━━━ Supplied text ━━━

On 8/8/12 12:00 AM, Bjorn Helgaas wrote:
> On Tue, Aug 7, 2012 at 2:50 PM, Don Dutile <ddutile@redhat.com> wrote:
>> On 08/06/2012 04:47 PM, Bjorn Helgaas wrote:
>>>
>>> On Sun, Aug 5, 2012 at 11:55 PM, Alex Williamson
>>> <alex.williamson@redhat.com>  wrote:
>>>>
>>>> On Sun, 2012-08-05 at 23:30 -0600, Bjorn Helgaas wrote:
>>>>>
>>>>> On Sat, Aug 4, 2012 at 12:19 PM, Alex Williamson
>>>>> <alex.williamson@redhat.com>  wrote:
>>>>>>
>>>>>> It's possible to have buses without an associated bridge
>>>>>> (bus->self == NULL).  SR-IOV can generate such buses.  When
>>>>>> we find these, skip to the parent bus to look for the next
>>>>>> ACS test.
>>>>>
>>>>>
>>>>> To make sure I understand the problem here, I think you're referring
>>>>> to the situation where an SR-IOV device can span several bus numbers,
>>>>> e.g., the "VFs Spanning Multiple Bus Numbers" implementation note in
>>>>> the SR-IOV 1.1 spec, sec. 2.1.2.
>>>>>
>>>>> It says "All PFs must be located on the Device's captured Bus Number"
>>>>> -- I think that means every PF will be directly on a bridge's
>>>>> secondary bus and hence will have a valid dev->bus->self pointer.
>>>>>
>>>>> However, VFs need not be on the same bus number.  If a VF is on
>>>>> (captured Bus Number plus 1), I think we allocate a new struct pci_bus
>>>>> for it, but there's no P2P bridge that leads to that bus, so the
>>>>> bus->self pointer is probably NULL.
>>>>
>>>>
>>>> Yes, exactly.  virtfn_add_bus() is where we're creating this new bus.
>>>>
>>>>> This makes me quite nervous, because I bet there are many places that
>>>>> assume every non-root bus has a valid bus->self pointer  -- I know I
>>>>> certainly had that assumption.
>>>>>
>>>>> I looked at callers of pci_is_root_bus(), and at first glance, it seems
>>>>> like
>>>>> iommu_init_device(), intel_iommu_add_device(), pci_acs_path_enabled(),
>>>>
>>>>
>>>>
>>>> These 3 are handled by this patch, plus the intel and amd iommu patches
>>>> I sent.
>>>>
>>>>> pci_get_interrupt_pin(), pci_common_swizzle(),
>>>>
>>>>
>>>> If sr-iov is the only source of these virtual buses, these are probably
>>>> ok since VFs don't support INTx.
>>>>
>>>>> pci_find_upstream_pcie_bridge(), and
>>>>
>>>>
>>>> Here the pci_is_root_bus() is after a pci_is_pcie() check, so again if
>>>> sr-iov only (and assuming VFs properly report PCIe capability), we
>>>> shouldn't stumble on it.
>>>>
>>>>> pci_bus_release_bridge_resources() all might have similar problems.
>>>>
>>>>
>>>> This one might deserve further investigation.  Thanks,
>>>
>>>
>>> We can fix all these places piecemeal, but that doesn't feel like a
>>> very satisfying solution.  It makes it much harder to know that each
>>> place is correct, and this oddity of a bus with no upstream bridge is
>>> still lying around, waiting to bite us again later.

━━━ Data shown ━━━

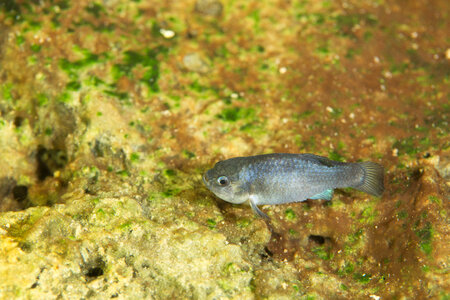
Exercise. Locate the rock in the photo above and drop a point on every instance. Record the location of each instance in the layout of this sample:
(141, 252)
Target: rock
(193, 62)
(209, 7)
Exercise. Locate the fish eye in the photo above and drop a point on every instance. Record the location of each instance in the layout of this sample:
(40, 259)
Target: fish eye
(223, 180)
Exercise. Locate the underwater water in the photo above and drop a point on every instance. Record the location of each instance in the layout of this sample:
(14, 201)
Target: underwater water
(111, 111)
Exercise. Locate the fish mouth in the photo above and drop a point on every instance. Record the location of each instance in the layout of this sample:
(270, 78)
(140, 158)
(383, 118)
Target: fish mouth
(205, 180)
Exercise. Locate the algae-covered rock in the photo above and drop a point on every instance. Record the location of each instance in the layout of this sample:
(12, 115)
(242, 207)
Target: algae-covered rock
(110, 112)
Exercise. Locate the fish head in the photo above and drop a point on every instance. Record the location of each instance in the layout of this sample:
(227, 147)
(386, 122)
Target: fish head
(223, 181)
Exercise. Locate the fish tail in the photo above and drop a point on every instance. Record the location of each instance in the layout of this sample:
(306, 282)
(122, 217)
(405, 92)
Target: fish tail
(373, 181)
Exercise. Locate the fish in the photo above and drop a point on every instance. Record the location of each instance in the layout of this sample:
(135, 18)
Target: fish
(279, 178)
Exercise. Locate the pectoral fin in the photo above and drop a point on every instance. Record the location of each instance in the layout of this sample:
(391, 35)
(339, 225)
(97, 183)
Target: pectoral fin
(327, 195)
(257, 210)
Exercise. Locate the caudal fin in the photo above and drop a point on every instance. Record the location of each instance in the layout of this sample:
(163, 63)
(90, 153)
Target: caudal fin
(373, 182)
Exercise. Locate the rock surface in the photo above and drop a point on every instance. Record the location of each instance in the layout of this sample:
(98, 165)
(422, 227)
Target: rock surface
(105, 130)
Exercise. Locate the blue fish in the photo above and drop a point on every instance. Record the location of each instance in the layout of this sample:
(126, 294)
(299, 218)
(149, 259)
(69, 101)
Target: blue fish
(284, 178)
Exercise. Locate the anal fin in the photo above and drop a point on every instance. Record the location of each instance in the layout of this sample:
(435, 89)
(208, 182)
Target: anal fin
(327, 195)
(257, 210)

━━━

• [Tasks to perform]:
**A)** In the email thread about buses with no bridge, which function does Alex Williamson say creates the new bus?
**B)** Render the listing as a Markdown table with columns Row and Line, starting at the line containing "Exercise. Locate the blue" and continuing through the end of the listing. Leave out blank lines.

• [Responses to the exercise]:
**A)** virtfn_add_bus()

**B)**
| Row | Line |
|---|---|
| 1 | Exercise. Locate the blue fish in the photo above and drop a point on every instance. Record the location of each instance in the layout of this sample: |
| 2 | (126, 294) |
| 3 | (299, 218) |
| 4 | (149, 259) |
| 5 | (69, 101) |
| 6 | Target: blue fish |
| 7 | (284, 178) |
| 8 | Exercise. Locate the anal fin in the photo above and drop a point on every instance. Record the location of each instance in the layout of this sample: |
| 9 | (435, 89) |
| 10 | (208, 182) |
| 11 | Target: anal fin |
| 12 | (327, 195) |
| 13 | (257, 210) |